ASSIGNMENT: Extract, exactly as written, each line from the start of the records below to the line containing "Category: small window", both ends included; drop the pictures.

DATA EXTRACT:
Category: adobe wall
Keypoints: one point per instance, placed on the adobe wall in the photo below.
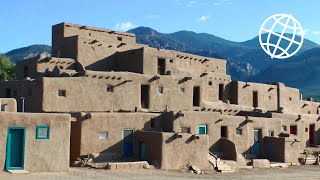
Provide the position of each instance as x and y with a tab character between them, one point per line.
267	95
153	147
40	155
182	64
214	121
280	149
303	126
91	91
113	123
62	31
8	105
31	90
179	152
39	66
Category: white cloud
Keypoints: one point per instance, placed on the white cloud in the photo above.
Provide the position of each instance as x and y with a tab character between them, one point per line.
203	18
125	26
317	33
191	3
222	2
153	16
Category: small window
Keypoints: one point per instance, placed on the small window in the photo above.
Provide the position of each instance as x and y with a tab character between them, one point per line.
42	132
109	88
14	93
160	89
224	132
152	123
284	128
103	135
271	133
185	129
239	131
202	129
62	93
182	89
4	107
29	91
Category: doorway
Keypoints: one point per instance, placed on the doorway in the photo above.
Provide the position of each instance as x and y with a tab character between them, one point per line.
145	96
255	99
224	132
312	129
142	151
294	129
15	148
257	137
161	68
128	141
196	96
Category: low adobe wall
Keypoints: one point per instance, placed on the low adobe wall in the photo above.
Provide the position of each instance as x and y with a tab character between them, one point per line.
173	151
281	149
50	155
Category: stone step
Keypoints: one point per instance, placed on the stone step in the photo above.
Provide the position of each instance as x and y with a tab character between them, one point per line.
226	171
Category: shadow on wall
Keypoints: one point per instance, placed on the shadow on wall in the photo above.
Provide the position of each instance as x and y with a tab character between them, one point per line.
125	149
227	147
106	64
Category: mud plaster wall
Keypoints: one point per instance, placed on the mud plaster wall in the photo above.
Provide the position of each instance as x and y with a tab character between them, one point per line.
113	123
214	121
40	155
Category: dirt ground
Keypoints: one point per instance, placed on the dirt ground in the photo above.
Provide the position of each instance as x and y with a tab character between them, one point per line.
291	173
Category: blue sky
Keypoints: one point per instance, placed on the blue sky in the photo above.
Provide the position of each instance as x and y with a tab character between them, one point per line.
24	23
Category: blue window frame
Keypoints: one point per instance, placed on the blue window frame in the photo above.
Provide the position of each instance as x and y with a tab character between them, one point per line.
202	129
43	132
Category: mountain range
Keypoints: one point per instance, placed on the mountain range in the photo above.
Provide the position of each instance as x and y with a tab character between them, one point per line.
246	60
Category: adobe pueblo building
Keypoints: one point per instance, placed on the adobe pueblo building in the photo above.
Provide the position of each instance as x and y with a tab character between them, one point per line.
129	102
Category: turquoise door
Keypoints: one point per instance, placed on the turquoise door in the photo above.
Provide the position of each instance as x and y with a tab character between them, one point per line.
142	151
202	129
15	148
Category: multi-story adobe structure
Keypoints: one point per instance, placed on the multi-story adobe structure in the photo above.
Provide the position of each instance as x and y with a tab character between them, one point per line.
170	108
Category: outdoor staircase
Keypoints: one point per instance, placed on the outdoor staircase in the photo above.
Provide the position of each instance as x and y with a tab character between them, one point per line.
219	165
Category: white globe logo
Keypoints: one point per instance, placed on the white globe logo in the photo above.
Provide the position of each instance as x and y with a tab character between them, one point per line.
281	36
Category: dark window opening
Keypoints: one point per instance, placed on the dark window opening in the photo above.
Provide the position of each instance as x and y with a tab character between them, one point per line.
8	93
29	91
224	131
161	69
271	133
255	99
239	131
145	96
221	89
152	123
293	129
62	93
109	88
14	93
185	130
25	71
160	89
284	128
3	107
196	96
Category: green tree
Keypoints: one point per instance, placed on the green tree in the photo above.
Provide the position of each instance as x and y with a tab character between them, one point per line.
7	69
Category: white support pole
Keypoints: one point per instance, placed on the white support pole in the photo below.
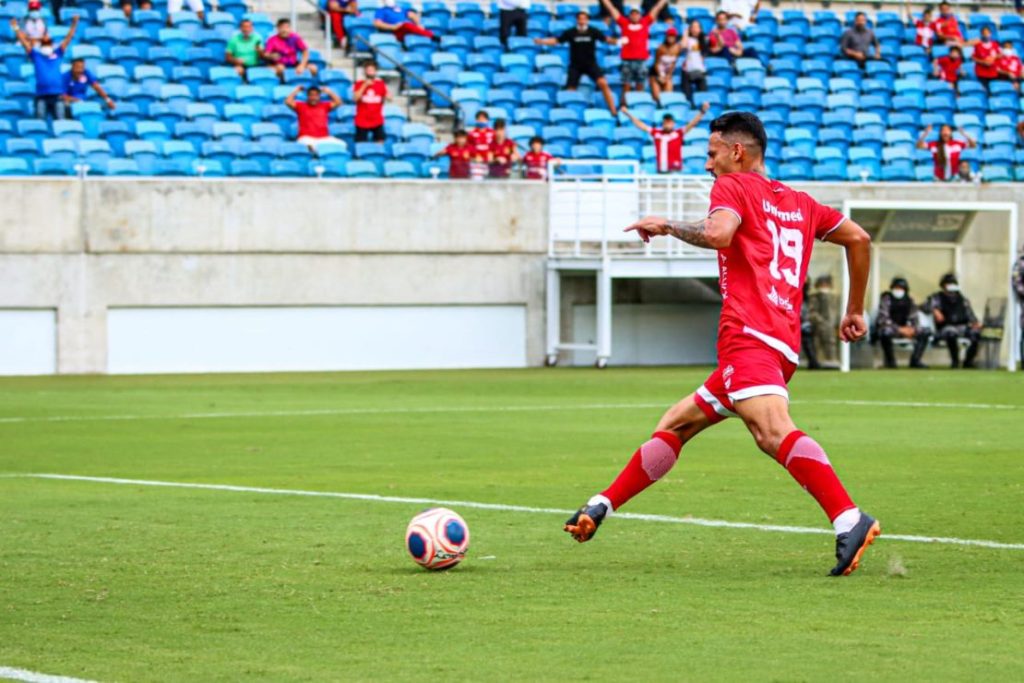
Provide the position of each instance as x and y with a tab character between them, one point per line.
554	313
603	314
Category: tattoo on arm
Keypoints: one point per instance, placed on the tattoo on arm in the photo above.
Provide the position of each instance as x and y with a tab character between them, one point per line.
690	232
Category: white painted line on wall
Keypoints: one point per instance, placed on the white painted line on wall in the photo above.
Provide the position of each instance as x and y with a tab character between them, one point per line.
11	674
697	521
330	412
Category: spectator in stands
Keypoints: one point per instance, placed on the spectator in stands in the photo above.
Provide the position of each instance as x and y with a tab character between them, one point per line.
313	115
966	174
1009	65
664	68
946	28
536	161
740	12
946	150
634	43
77	83
286	49
859	43
897	318
724	40
694	73
947	68
46	60
925	34
460	154
503	152
390	18
511	17
583	40
954	319
174	6
370	95
668	139
34	25
245	49
986	52
337	10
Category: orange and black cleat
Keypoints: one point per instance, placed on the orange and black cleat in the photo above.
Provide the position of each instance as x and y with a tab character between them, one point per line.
583	524
851	546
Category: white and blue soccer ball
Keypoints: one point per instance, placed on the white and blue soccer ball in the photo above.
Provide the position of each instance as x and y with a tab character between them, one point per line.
437	539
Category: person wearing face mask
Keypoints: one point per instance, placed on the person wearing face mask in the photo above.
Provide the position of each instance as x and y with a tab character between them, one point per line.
46	60
822	306
954	318
897	318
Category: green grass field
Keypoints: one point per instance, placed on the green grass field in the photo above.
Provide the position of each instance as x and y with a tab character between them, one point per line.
135	583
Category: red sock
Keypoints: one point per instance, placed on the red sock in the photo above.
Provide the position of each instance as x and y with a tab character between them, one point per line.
648	464
807	462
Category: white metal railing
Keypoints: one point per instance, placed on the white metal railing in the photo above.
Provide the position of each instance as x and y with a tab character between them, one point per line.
592	202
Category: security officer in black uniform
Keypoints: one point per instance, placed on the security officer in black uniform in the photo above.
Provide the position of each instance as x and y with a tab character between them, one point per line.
954	318
898	318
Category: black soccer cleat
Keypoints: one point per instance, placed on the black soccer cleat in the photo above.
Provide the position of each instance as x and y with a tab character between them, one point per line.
583	524
851	546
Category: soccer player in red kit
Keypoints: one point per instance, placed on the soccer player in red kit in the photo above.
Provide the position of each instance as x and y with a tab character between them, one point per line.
763	231
668	138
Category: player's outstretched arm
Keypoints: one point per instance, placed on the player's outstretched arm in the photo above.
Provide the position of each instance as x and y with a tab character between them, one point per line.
857	244
715	231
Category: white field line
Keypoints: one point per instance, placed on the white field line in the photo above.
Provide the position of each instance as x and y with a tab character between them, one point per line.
9	673
696	521
329	412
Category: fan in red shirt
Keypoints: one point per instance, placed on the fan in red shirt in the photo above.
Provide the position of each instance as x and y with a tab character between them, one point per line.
668	138
313	115
370	95
1009	65
504	152
460	154
763	231
634	43
986	51
946	28
945	151
537	160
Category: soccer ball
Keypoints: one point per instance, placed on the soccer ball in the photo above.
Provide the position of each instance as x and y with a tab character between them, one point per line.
437	539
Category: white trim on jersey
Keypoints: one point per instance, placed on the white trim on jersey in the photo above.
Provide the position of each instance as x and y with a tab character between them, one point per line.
776	344
760	390
715	402
725	208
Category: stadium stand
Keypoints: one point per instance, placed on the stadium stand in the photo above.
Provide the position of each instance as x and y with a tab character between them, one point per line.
182	110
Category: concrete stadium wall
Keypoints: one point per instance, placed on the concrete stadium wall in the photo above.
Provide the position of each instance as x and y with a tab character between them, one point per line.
73	251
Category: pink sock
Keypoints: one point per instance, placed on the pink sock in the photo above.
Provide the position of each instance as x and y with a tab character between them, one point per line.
648	464
807	462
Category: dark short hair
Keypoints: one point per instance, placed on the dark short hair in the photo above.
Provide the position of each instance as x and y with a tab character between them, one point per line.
741	123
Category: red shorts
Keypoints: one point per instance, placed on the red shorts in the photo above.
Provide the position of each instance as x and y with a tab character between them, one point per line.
747	368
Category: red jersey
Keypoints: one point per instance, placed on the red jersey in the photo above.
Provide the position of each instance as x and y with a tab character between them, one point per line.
953	148
537	164
986	50
480	139
668	148
926	34
947	27
1010	63
948	69
370	109
635	38
501	158
459	157
762	272
313	120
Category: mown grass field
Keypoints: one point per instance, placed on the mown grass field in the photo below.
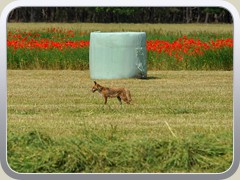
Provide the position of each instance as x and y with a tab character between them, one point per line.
179	121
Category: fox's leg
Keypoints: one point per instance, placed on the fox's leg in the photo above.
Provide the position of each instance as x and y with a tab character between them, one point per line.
105	100
119	99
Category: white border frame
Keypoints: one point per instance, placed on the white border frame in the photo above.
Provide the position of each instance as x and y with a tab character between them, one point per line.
121	3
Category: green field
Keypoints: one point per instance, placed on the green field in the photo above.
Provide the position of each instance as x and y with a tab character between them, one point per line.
169	46
179	121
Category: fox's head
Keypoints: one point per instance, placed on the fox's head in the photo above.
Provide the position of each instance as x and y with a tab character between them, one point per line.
96	87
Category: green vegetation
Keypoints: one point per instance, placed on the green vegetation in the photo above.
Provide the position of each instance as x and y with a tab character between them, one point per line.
180	121
46	46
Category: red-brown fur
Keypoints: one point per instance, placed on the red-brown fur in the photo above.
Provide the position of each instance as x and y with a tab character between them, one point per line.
119	93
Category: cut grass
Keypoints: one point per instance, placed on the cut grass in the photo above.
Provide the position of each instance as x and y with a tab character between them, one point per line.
56	124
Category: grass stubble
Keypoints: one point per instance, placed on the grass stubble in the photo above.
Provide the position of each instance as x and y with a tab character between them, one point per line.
179	121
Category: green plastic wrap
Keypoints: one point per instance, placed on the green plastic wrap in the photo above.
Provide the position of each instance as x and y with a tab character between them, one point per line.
116	55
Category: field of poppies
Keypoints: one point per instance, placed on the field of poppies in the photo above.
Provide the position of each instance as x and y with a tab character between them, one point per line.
61	48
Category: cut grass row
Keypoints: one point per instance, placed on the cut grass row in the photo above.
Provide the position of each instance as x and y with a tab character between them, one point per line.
180	121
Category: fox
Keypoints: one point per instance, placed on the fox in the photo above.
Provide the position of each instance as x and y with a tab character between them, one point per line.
119	93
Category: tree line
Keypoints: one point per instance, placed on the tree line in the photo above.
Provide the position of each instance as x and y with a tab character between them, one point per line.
121	14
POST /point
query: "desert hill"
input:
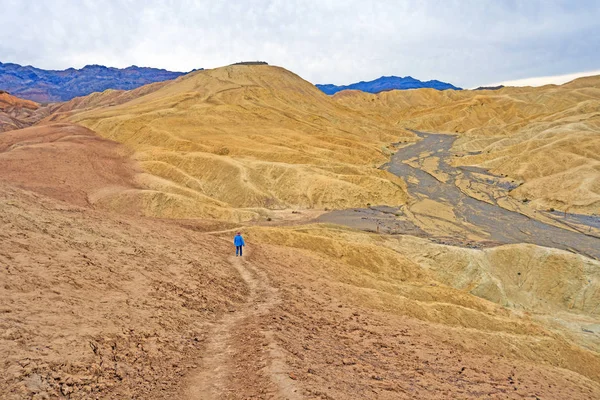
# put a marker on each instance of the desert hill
(16, 113)
(231, 142)
(100, 304)
(49, 86)
(518, 132)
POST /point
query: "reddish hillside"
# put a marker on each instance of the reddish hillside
(16, 113)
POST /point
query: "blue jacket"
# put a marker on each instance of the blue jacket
(238, 240)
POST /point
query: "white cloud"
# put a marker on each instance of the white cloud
(466, 42)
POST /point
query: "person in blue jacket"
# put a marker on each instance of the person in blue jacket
(238, 241)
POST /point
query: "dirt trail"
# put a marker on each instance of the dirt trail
(242, 359)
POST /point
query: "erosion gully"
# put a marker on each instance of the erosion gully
(500, 225)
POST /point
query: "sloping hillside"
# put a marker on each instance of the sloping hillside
(228, 142)
(546, 137)
(16, 113)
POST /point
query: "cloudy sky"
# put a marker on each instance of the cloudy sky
(465, 42)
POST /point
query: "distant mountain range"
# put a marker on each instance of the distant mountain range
(46, 86)
(389, 83)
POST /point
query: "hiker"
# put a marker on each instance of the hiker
(238, 241)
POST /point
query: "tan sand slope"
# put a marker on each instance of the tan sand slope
(546, 136)
(99, 306)
(228, 142)
(93, 306)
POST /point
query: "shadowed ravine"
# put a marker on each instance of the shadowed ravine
(499, 225)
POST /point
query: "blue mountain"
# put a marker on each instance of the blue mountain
(389, 83)
(45, 86)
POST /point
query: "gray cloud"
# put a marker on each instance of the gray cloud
(468, 43)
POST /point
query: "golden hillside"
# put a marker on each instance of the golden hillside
(230, 142)
(143, 308)
(16, 113)
(546, 137)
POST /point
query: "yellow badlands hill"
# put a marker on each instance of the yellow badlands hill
(546, 137)
(232, 142)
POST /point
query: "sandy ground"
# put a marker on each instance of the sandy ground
(104, 305)
(96, 305)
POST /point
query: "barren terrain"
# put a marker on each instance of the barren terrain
(118, 277)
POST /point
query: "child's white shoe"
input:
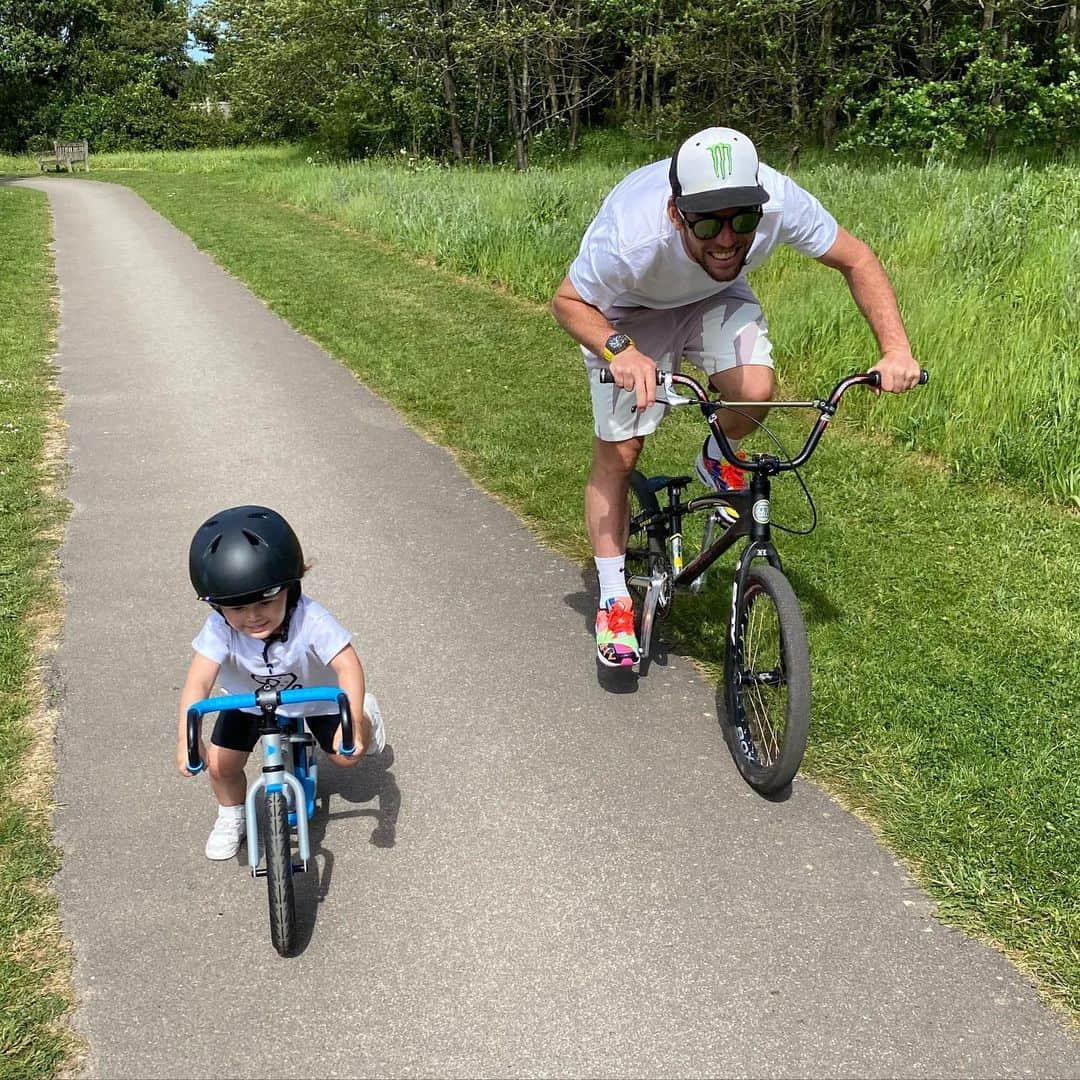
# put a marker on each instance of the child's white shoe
(227, 834)
(378, 732)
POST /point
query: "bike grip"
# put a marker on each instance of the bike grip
(876, 378)
(196, 764)
(348, 747)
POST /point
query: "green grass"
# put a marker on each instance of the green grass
(943, 616)
(35, 995)
(986, 265)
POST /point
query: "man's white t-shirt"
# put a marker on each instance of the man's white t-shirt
(302, 660)
(632, 256)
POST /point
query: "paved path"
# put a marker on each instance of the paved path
(552, 879)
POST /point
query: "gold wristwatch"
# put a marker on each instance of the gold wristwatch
(615, 345)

EXPECTED OUTPUT:
Category: adobe wall
Keypoints: one point per instance, placed on the adobe wall in the photo below.
Provide the position of each instance as x and y with a tab character between them, one point per line.
267	95
153	147
40	155
182	64
214	121
280	149
303	126
91	91
113	123
62	31
8	105
31	90
179	152
39	66
Category: white cloud
Keypoints: one point per instance, placed on the white cloud in the photo above.
Provide the position of each instance as x and y with a tab character between them, one point per line.
203	18
125	26
317	33
191	3
222	2
153	16
Category: small window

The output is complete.